**Document passage:**

--- START ---

Developers and dreamers looking out on the vast tableau of the ocean are seeing all sorts of visions as the millennium approaches. The Japanese government, which has helped fund a three-year “Mega-Float R&D Project” to design buoyant hotels and housing complexes, sees an escape from the country’s land crunch. The Pentagon pictures billion-dollar floating air bases (towed to hot spots in the event of a crisis). One corporation envisions a massive, U.S.-built ship called America World City, which could snare a share of the $50 billion conventions market by offering tax deductibility. World City’s CEO, John Rogers, calls this dash toward the sea the 70 percent solution: “We’ve pretty much developed the 30 percent of this planet that is land mass. Now it’s time to develop the 70 percent that’s water.”

But what if you want to create a society from scratch? Nixon insists the Freedom must be big enough to support a vibrant, tax-free economy of shipboard businesses–hence the 21,000 condos, 45,000 residents, 20,000 employees and up to 30,000 paying visitors a day (shuttled to the ship by hydrofoil and commuter aircraft buzzing on and off an airstrip). The ship would circle the globe once every two years, floating in international waters for weeks at a time off major coastal cities. The Freedom would boast a school system, a medical center, the karate-chopping police force–all funded mainly by condo and other fees. And the code of conduct will be stringent: no weapons or drugs, maybe no pornography.

--- END ---

**Data excerpts:**

--- START ---

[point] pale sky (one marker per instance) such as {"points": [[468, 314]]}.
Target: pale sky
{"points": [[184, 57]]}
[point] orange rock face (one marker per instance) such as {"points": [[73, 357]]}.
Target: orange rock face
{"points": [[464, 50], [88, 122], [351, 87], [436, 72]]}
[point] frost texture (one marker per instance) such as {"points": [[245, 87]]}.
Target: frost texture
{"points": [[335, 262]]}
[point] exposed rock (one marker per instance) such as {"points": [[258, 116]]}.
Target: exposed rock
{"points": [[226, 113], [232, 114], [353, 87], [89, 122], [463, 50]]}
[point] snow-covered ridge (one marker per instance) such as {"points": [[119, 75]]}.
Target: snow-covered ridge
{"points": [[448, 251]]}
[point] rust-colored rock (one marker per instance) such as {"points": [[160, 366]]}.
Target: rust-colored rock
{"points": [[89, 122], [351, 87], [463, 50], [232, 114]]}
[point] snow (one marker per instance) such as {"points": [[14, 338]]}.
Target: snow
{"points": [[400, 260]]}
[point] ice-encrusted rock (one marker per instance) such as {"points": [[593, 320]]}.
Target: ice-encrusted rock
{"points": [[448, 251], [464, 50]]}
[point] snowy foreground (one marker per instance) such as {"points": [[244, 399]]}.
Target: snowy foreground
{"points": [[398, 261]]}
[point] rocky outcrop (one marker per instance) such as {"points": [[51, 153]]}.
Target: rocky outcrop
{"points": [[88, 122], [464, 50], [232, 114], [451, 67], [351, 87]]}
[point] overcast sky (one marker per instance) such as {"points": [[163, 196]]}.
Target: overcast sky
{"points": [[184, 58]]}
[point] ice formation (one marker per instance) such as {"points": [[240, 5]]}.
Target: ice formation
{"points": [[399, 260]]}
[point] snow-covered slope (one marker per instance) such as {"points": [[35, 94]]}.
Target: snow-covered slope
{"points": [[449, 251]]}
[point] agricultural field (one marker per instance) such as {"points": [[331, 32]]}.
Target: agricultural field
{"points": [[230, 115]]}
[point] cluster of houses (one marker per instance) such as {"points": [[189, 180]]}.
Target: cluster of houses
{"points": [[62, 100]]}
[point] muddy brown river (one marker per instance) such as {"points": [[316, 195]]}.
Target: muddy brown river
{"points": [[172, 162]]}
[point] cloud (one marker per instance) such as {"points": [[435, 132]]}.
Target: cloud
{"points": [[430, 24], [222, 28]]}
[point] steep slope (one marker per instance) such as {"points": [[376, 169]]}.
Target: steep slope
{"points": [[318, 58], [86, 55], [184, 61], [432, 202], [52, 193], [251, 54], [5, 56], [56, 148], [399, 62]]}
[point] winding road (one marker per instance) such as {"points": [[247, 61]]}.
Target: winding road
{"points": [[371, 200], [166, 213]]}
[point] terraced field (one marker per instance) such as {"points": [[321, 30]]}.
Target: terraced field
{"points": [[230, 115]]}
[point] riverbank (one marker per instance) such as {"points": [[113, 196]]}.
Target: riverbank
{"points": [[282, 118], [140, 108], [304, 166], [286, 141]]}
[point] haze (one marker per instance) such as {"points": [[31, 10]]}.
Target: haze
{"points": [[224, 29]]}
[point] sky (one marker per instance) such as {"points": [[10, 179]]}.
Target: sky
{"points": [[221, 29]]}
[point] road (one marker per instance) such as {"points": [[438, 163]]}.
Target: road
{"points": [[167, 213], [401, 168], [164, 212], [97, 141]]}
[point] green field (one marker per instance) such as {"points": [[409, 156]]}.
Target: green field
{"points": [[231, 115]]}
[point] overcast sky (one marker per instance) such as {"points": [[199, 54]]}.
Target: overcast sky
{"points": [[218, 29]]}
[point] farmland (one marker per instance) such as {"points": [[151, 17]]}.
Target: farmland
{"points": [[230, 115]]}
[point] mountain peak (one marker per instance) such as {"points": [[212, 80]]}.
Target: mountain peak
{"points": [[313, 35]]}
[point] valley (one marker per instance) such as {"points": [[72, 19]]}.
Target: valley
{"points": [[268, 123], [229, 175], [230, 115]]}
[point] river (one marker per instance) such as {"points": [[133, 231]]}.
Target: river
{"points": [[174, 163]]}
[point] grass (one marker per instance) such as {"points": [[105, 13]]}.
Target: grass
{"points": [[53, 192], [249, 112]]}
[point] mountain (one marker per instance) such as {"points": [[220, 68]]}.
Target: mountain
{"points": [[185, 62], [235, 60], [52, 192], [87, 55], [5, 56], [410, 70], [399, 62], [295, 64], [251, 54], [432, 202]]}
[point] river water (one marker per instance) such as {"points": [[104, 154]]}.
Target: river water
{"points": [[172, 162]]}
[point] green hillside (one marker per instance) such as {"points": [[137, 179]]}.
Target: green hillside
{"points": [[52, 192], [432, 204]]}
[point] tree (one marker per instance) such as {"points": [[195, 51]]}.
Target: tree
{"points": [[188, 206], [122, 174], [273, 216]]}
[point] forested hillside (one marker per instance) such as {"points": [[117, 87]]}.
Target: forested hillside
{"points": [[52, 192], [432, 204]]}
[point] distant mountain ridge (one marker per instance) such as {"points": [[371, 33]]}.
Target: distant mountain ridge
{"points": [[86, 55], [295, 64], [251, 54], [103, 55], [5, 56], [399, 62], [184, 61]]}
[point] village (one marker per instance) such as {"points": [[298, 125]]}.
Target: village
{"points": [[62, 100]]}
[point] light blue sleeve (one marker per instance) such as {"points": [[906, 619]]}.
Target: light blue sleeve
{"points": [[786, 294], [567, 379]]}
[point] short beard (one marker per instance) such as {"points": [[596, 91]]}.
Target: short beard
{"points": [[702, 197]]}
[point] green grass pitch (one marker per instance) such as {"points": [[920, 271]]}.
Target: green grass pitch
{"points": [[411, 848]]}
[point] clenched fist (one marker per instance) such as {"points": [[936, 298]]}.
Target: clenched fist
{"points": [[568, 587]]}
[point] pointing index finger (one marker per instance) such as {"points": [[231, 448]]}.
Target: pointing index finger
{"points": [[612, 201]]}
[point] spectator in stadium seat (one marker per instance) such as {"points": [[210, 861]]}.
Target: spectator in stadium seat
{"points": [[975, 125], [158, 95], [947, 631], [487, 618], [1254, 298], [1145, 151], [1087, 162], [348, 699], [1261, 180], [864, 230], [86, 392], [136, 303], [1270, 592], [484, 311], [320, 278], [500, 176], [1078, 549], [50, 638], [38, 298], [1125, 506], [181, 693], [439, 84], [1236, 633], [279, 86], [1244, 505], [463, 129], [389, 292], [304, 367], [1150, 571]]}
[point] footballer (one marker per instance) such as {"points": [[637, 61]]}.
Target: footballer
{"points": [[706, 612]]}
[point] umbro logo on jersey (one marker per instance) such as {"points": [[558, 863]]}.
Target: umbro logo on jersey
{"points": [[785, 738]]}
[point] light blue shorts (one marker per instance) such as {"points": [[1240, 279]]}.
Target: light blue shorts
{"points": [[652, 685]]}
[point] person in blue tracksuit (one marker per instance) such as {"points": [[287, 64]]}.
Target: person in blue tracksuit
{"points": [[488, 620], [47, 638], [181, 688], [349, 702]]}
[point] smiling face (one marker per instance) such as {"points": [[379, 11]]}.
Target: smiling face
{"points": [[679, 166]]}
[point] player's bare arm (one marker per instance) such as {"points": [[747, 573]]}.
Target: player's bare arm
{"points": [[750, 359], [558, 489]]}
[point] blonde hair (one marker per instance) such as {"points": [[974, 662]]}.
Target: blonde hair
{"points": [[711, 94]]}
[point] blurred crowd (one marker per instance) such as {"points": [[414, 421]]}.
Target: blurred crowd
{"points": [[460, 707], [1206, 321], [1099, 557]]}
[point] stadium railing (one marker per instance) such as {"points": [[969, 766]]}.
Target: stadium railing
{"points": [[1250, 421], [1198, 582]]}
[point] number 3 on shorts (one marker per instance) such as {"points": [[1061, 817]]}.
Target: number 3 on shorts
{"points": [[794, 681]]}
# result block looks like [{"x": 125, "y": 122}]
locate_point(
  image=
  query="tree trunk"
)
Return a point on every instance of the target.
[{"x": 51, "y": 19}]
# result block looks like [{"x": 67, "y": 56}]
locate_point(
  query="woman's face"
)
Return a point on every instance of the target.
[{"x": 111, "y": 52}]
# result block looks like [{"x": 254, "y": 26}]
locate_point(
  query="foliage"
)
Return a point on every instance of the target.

--- END ---

**Exercise instructions:**
[1] Answer these questions about the floating-city passage.
(a) How long is the Japanese-funded "Mega-Float R&D Project"?
(b) How often would the Freedom circle the globe?
(c) How many residents does Nixon say the Freedom would have?
[2] Reproduce the floating-city passage word for word, starting at "But what if" and ending at "maybe no pornography.".
[3] Say whether each statement agrees with the floating-city passage. Answer yes or no and quote the words that decide it.
(a) The Pentagon pictures floating air bases that cost a billion dollars.
(b) The Freedom's school system and police force would be paid for mainly by government grants.
(c) Visitors would reach the Freedom partly by hydrofoil.

**Solved tasks:**
[1]
(a) Three years.
(b) Once every two years.
(c) 45,000.

[2]
But what if you want to create a society from scratch? Nixon insists the Freedom must be big enough to support a vibrant, tax-free economy of shipboard businesses–hence the 21,000 condos, 45,000 residents, 20,000 employees and up to 30,000 paying visitors a day (shuttled to the ship by hydrofoil and commuter aircraft buzzing on and off an airstrip). The ship would circle the globe once every two years, floating in international waters for weeks at a time off major coastal cities. The Freedom would boast a school system, a medical center, the karate-chopping police force–all funded mainly by condo and other fees. And the code of conduct will be stringent: no weapons or drugs, maybe no pornography.

[3]
(a) Yes: "The Pentagon pictures billion-dollar floating air bases"
(b) No: "all funded mainly by condo and other fees"
(c) Yes: "shuttled to the ship by hydrofoil and commuter aircraft"